WHAT THIS TASK INVOLVES — Format the entries from the line that has "Spot shattered windshield in this frame." through the last entry as a two-column CSV with the headers instruction and box. Give one row per entry, put each field in quotation marks, and replace any line breaks with spaces.

================================

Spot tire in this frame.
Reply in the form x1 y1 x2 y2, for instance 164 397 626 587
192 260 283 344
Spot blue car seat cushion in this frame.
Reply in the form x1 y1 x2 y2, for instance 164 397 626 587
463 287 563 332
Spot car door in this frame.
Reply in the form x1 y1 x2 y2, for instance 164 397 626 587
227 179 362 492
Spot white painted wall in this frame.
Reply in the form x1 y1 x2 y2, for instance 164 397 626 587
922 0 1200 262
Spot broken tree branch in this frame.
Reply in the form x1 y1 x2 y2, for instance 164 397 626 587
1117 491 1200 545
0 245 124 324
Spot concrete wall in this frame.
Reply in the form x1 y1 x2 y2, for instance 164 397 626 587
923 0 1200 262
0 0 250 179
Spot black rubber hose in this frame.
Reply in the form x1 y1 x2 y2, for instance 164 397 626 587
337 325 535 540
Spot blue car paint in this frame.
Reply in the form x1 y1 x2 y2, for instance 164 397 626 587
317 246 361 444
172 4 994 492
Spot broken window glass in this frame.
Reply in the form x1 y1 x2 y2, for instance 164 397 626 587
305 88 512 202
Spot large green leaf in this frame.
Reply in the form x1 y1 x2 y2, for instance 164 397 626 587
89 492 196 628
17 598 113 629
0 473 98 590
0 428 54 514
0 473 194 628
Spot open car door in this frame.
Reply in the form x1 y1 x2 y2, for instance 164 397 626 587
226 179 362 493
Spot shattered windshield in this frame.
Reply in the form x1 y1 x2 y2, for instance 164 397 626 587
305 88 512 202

================================

WRITTEN SOLUTION —
instruction,box
"Spot shattered windshield in this frame. Reply in the form x1 y1 x2 y2, for instance 164 397 626 587","305 88 512 202"